Which lines in the records below contain the word "dome"? Show every one of them in full.
— Start EXTRACTED RECORDS —
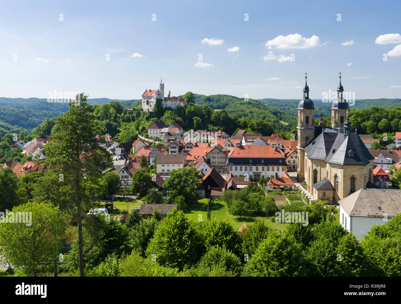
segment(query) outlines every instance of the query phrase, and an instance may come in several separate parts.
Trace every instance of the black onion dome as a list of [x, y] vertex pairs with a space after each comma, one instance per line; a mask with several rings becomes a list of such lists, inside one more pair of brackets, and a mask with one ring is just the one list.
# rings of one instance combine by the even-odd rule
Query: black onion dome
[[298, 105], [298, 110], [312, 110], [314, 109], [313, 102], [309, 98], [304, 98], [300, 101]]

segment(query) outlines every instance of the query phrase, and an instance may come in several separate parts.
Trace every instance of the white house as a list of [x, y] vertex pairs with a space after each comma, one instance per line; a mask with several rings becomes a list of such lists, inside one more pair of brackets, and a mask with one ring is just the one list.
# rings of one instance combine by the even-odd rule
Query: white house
— End EXTRACTED RECORDS —
— Start EXTRACTED RECORDS —
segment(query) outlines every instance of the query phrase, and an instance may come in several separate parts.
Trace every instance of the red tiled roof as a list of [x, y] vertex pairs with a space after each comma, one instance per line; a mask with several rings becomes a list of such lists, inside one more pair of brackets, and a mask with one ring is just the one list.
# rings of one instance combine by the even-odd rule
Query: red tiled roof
— End EXTRACTED RECORDS —
_EXERCISE OUTPUT_:
Trace every instance of the black onion dome as a list of [x, y] vertex pairs with a space after each comma, one instance per line; a mask with several rings becomes a list of such lists, inside one more pair of brackets, and a mask with one ring is just the one list.
Query: black onion dome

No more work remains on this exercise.